• [Written request A] For each statement below, say whether it agrees with the power requirements thread. Answer yes or no and quote the deciding words from the thread. (i) The original poster's media room currently has one 15 amp circuit. (ii) bpape recommends putting the power recliners on the same circuit as the AV equipment. (iii) NBPk402 reports that their home theater never draws more than 6 amps, not counting the projector.
• [Written request B] Return the passage of the power requirements thread that starts at "## bpape (Sep" and ends at "other 110v leg.", copied without changes.
• [Written request C] Resume the power requirements thread after its last sentence.

• [Text excerpt]
# Power Requirements



## chris0228 (Feb 25, 2014)

We built a new house. Only have 1 15 amp circuit run to my media room. Pretty sure that's not enough. Will be putting a 7.2 channel system in, standard AVR, BDP, Proj, Sat, power chairs, 2x PB-2000s, and a few small things like Apple TV, Sonos Connect, etc. What are your suggestions for what I need to have my electrician add to this room? Thx.


----------



## NBPk402 (Feb 21, 2012)

chris0228 said:


> We built a new house. Only have 1 15 amp circuit run to my media room. Pretty sure that's not enough. Will be putting a 7.2 channel system in, standard AVR, BDP, Proj, Sat, power chairs, 2x PB-2000s, and a few small things like Apple TV, Sonos Connect, etc. What are your suggestions for what I need to have my electrician add to this room? Thx.


I would say you need a 20 amp circuit as a minimum. Do you have all the equipment yet? You could look at the specs of all the pieces, and total up what the max is (you will want more capability than your power needs are for future expansion), and then give that info to your electrician. If you are using in-efficient speakers, and use large amps you could need more than 1 20 amp circuit or a 30 amp circuit. In our HT we are never using more than 6 amps (not including the projector) and that is while watching at reference levels, but my least efficient speaker is 100 db so we are not using more than a couple of watts per channel on peaks (except for the subs of course). We have 2 20 amp circuits in the room for our outlets... 1 for the equipment rack, projector and power seats, and another for our lighting (all LED lights).


----------



## Mike Edwards (Mar 10, 2011)

it honestly depends on your equipment and if you're just using a receiver or multiple power amps. running just a receiver and and a couple subs with all that equipment, you'll be more than fine. but if you're adding in several power amps that opens up a whole nother can of worms...it's actually really simple. just ask your electrician to add in another 20 amp circuit or two to the existing breaker box. not hard


----------



## bpape (Sep 14, 2006)

As long as he's there running stuff, I would use the existing 15A for convenience outlets. 

Add a 20A for lighting pending how many and what type
Add at least one 20A if not 2 for the AV equipment. Make sure these are on the same 110v leg

If you're going to have power recliners, power screen masking, etc., add a 15A for that and make sure that the lighting, chairs, and utility outlets are on the other 110v leg.


----------



## NBPk402 (Feb 21, 2012)

If you use a Playstation or Xbox they are power hungry... They use as much power as my 4520 does.


----------



## Lumen (May 17, 2014)

Whether 15A or higher, it's always a good idea to keep amplifier mains separate from the source components. It's especially important to to keep anything with motors (i.e. your chairs, screen, etc.) off of the same circuit as the A/V gear. At minimum, choose a good power conditioning/isolation. 

As long as you have a qualified electrician at hand, you may want to consider installing either whole-home or at least media-room surge protection installed at the breaker box. These are often more effective at combating electronic disturbances which wear down your electronics over time.

Source data:
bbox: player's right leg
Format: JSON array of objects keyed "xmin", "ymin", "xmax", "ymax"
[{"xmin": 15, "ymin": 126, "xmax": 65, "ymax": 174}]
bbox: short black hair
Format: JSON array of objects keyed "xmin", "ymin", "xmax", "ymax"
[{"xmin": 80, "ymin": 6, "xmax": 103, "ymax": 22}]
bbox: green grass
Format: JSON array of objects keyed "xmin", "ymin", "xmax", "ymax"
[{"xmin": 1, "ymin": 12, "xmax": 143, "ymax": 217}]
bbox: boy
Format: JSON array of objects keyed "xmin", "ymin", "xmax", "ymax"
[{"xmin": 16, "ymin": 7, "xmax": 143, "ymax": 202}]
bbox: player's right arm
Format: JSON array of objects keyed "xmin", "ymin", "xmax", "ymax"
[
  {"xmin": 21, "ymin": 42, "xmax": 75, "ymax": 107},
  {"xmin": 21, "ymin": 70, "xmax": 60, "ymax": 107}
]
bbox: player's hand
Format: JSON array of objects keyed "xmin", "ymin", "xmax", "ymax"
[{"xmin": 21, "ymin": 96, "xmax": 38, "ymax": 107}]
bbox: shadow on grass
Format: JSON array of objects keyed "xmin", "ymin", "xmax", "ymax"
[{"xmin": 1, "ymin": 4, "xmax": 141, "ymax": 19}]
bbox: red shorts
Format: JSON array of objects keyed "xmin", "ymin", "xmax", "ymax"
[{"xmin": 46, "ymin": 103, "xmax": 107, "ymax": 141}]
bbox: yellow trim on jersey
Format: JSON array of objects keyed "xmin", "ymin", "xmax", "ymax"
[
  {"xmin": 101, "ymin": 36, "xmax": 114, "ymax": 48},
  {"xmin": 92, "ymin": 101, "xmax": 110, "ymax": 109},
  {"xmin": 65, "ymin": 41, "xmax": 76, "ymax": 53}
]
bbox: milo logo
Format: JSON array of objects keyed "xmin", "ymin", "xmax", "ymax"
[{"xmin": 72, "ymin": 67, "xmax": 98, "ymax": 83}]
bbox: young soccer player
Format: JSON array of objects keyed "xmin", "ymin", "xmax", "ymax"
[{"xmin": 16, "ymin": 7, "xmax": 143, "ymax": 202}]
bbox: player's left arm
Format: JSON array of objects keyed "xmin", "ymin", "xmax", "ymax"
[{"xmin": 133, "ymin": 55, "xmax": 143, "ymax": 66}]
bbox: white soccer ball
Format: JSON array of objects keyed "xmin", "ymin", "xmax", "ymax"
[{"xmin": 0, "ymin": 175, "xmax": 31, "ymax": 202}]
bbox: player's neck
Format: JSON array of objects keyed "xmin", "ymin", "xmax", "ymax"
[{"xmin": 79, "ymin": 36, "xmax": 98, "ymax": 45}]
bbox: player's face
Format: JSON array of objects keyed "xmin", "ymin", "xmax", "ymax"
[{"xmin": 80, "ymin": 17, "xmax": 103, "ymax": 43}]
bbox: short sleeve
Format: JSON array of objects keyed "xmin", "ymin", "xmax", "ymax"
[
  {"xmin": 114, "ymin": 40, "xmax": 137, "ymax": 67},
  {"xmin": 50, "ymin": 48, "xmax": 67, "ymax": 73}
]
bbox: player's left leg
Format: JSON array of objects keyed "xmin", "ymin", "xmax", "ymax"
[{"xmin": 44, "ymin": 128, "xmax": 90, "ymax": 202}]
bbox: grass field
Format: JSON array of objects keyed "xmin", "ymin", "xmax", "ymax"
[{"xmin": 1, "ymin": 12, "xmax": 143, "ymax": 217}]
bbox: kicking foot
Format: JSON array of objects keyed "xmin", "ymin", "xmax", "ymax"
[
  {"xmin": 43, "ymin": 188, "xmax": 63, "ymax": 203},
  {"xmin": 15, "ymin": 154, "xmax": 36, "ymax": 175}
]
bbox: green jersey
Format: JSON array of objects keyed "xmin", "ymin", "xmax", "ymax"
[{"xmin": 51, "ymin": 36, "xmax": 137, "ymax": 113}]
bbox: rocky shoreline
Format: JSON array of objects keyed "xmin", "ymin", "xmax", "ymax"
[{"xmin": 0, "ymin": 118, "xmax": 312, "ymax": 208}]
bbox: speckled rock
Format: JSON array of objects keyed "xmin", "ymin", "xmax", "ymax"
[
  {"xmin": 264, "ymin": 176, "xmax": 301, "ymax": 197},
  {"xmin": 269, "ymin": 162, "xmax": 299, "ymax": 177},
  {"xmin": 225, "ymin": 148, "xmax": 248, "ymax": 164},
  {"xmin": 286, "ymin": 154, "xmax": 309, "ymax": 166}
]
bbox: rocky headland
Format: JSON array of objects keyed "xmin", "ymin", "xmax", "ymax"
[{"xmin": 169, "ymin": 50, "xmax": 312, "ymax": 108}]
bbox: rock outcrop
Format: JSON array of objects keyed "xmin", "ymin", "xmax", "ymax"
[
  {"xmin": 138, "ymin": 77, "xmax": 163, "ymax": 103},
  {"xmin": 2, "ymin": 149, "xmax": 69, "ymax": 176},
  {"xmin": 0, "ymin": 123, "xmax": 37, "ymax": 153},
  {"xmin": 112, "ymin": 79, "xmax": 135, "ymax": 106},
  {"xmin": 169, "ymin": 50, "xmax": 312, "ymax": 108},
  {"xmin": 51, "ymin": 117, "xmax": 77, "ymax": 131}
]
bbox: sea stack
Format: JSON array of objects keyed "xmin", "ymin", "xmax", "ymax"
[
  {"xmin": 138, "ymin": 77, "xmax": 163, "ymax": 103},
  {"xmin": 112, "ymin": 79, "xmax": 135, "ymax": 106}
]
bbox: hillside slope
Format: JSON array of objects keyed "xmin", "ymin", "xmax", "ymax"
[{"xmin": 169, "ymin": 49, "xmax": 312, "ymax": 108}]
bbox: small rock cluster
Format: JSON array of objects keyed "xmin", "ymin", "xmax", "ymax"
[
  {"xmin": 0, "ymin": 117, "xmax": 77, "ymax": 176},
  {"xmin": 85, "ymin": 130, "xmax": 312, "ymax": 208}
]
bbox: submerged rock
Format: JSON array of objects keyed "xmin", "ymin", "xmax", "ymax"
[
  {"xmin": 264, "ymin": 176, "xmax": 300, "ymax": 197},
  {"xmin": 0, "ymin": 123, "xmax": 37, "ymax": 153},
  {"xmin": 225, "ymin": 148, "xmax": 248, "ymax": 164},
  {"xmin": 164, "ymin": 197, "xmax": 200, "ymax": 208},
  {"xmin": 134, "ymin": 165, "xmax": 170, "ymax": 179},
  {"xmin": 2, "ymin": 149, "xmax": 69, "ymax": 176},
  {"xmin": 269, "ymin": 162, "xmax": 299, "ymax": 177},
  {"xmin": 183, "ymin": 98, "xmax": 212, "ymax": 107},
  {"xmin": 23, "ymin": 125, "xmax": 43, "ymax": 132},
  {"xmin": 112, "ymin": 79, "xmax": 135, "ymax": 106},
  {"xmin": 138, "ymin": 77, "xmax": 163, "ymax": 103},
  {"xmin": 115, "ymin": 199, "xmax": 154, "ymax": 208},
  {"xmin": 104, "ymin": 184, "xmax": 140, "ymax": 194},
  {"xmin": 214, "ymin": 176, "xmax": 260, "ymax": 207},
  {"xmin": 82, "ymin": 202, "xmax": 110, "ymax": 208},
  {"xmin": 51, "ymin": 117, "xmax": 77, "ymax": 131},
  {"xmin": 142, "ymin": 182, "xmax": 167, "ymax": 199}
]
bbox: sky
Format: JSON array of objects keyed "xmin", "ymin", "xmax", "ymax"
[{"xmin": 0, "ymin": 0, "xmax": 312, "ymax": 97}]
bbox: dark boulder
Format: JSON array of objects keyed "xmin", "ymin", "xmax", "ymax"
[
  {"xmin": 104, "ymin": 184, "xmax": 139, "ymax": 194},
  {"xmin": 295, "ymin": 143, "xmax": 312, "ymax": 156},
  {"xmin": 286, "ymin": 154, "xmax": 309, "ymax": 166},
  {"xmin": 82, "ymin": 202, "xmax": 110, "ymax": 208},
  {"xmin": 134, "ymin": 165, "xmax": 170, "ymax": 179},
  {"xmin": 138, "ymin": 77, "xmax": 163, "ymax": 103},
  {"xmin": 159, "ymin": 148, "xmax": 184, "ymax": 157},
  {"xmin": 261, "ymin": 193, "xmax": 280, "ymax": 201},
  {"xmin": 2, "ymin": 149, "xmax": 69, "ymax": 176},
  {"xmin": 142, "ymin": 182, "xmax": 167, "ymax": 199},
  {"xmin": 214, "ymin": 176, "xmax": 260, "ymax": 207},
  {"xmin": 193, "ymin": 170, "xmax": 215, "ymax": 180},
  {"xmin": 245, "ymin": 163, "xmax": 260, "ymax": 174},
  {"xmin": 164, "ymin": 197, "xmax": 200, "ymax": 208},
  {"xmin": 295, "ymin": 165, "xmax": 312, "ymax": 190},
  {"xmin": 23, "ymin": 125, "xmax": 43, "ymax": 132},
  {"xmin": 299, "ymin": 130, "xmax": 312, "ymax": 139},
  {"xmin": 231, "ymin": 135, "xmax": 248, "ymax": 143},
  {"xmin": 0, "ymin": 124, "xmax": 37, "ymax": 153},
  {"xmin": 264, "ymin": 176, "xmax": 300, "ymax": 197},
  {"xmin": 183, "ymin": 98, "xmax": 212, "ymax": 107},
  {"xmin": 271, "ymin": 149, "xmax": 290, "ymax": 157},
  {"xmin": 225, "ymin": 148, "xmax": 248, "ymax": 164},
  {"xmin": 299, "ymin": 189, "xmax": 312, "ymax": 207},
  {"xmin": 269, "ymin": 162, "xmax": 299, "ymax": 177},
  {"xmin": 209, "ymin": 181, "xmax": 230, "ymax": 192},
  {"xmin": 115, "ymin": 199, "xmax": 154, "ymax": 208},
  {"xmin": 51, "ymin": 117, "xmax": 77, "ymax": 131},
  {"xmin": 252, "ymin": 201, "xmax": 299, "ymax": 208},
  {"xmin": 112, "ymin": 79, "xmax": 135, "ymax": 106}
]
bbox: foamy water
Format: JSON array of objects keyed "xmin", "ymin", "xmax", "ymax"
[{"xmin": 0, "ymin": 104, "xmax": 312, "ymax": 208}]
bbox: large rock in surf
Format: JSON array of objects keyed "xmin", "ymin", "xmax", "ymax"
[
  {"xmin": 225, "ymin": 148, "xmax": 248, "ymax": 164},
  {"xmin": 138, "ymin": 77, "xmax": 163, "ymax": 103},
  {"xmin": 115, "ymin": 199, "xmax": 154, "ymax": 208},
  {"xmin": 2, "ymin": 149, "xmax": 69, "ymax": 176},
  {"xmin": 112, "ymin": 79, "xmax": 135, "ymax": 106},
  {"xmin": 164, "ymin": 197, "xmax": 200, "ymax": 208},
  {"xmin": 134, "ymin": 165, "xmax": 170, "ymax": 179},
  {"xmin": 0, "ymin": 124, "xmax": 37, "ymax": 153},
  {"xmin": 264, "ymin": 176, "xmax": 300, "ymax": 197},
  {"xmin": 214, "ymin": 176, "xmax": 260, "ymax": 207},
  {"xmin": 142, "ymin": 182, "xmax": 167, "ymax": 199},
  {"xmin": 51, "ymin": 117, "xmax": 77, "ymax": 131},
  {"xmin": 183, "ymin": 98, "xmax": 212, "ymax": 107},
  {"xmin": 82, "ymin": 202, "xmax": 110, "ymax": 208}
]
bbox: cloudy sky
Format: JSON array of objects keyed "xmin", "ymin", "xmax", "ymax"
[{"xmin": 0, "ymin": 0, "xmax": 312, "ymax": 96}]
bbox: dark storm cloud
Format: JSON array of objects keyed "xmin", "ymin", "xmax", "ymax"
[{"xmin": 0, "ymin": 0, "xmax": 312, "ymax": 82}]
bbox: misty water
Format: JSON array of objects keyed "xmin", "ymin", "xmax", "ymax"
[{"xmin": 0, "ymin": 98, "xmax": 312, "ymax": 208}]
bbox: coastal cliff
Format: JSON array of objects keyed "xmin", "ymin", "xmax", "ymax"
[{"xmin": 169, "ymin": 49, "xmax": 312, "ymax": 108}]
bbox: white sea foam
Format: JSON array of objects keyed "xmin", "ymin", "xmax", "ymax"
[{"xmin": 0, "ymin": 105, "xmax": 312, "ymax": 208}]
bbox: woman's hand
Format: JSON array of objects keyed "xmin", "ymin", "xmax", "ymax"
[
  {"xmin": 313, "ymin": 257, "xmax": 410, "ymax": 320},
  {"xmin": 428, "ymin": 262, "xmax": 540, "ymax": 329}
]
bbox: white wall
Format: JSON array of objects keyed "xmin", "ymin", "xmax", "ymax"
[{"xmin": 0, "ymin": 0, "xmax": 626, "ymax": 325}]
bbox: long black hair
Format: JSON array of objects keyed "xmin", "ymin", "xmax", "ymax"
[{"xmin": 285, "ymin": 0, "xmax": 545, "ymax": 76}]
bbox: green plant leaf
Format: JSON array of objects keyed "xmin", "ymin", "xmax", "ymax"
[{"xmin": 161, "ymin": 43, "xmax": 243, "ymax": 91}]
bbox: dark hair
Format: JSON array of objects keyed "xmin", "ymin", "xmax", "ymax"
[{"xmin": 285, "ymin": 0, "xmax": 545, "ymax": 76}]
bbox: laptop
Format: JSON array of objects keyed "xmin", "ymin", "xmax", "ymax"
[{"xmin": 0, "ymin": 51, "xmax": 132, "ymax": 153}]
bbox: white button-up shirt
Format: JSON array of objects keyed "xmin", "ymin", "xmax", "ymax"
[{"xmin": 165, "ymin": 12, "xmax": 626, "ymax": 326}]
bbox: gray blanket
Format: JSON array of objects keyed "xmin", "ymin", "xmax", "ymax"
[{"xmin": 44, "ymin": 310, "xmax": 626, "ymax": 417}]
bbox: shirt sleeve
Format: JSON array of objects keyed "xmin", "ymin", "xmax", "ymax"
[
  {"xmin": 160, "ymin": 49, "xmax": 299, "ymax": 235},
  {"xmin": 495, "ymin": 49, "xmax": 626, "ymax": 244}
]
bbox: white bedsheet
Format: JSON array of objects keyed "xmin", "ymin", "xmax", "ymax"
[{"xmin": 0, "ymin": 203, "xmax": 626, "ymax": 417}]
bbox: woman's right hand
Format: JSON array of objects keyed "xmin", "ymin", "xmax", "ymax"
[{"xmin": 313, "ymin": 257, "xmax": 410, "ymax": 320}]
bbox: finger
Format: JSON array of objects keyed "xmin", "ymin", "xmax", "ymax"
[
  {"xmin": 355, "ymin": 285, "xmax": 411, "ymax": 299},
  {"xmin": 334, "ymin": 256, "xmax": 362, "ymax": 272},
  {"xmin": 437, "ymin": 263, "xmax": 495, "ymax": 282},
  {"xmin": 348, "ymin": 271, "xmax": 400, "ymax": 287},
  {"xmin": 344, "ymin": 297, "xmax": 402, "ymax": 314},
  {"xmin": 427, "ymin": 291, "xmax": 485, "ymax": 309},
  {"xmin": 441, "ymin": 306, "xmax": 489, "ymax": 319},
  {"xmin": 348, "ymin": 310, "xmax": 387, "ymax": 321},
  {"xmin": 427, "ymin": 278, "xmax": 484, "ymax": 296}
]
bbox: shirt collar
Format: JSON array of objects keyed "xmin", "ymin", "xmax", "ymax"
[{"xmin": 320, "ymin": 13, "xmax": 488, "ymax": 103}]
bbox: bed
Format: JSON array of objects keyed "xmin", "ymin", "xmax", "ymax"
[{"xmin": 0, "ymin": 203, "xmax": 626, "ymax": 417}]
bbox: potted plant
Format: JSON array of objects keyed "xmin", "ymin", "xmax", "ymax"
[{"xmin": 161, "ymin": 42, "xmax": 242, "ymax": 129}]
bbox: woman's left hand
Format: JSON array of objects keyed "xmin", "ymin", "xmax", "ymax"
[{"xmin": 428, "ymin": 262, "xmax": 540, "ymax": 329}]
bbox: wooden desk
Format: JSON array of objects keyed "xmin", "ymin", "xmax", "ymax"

• [Answer A]
(i) Yes: "Only have 1 15 amp circuit run to my media room."
(ii) No: "If you're going to have power recliners, power screen masking, etc., add a 15A for that and make sure that the lighting, chairs, and utility outlets are on the other 110v leg."
(iii) Yes: "In our HT we are never using more than 6 amps (not including the projector)"

• [Answer B]
## bpape (Sep 14, 2006)

As long as he's there running stuff, I would use the existing 15A for convenience outlets. 

Add a 20A for lighting pending how many and what type
Add at least one 20A if not 2 for the AV equipment. Make sure these are on the same 110v leg

If you're going to have power recliners, power screen masking, etc., add a 15A for that and make sure that the lighting, chairs, and utility outlets are on the other 110v leg.

• [Answer C]
----------



## video1 (Aug 9, 2014)

My feeling is the first thing that has to be done by the OP is to determine his power needs. These will mostly be driven by the kind of amplification his speakers require. Is he running multiple subwoofers? Are his speakers high or low efficiency? How many channels of amplification is he running? What other equipment is he running?

I had the electrician fun 4 dedicated 20 amp circuits to the media closet. That's because I have low efficiency Bohlender Greaebner Radia 520 speakers in a multi-channel setup. My amp puts out an honest 245w/ch x 5. I was going to put in a 7.2 system but may do an Atmos setup.

Now I found out about diysoundgroup's speakers and they're super efficient - so much so that my ATI amp is overkill. So I may not need those 20 amp circuits.

Figure out what kind of power you need before you put it in.


----------



## phillihp23 (Mar 14, 2012)

1 circuit for lighting.
1 circuit for projector (video)
1 circuit for reciever, cable box etc. (multiple outlets in av area)
1 circuit for subs and accesories around room (multiple outlets around room)

I have eight outlets in my theater room. And run off 4 circuits.
1 in my AV area that hooks to a surge/power unit with multiple outlets going to a circuit.
1 on the ceiling for the projector on its own circuit.
Lighting is straight to box on own circuit.
6 around room on own circuit. (two outlets in front for subs, two outlets in back incase i add subs, 2 outlets about mid room for accesories, laptop etc.)


----------



## bpape (Sep 14, 2006)

Anything that is connected to the AV system should be on 1 or more circuits that are on the same 110v leg of the box. Anything that is not, especially things like lights with dimmers, utility outlets that will have items not tied to the AV system, circuits that have motors like the kitchen, furnace, etc. should be on the other 110v leg. 

This helps with ground noise issues as well as other noise from motors, dimmers, switching power supplies, etc.


----------



## jnt412 (Aug 28, 2014)

OP,

The list of equipment you could be adding in your theater, seems to determine you most likely need 20a. Determine the wattage of the equipment and make a determination of either 20a or 15a. Sound like 20a to me.

I have 3 20a feeds going into my HT. 
1 - GrafikEye (lights)
2 - Subwoofer, projector, 20a outlet in riser, 20a outlet in equipment room, deadvent (HVAC/in-line fans)
3 - Outlet in equipment room (mainly for av equipment).

No need to run 15a here.. and 20a there. Go with one or the other in the room...


----------



## tonyvdb (Sep 5, 2007)

Not to rain on the parade but I have all my gear on two dedicated 15amp circuits in my theater (see signature) and have used a clamp on amp meter with everything on and running at reference levels and have never gone above 3.5 amps on the one and 4.5 amps on the other (confirmed also by the meter displays on my two Ethereal power centres). I was actually rather surprised how little I was actually using. 
Two dedicated 15amp circuits is plenty. I agree keeping lights and chairs off of those circuits is a good plan.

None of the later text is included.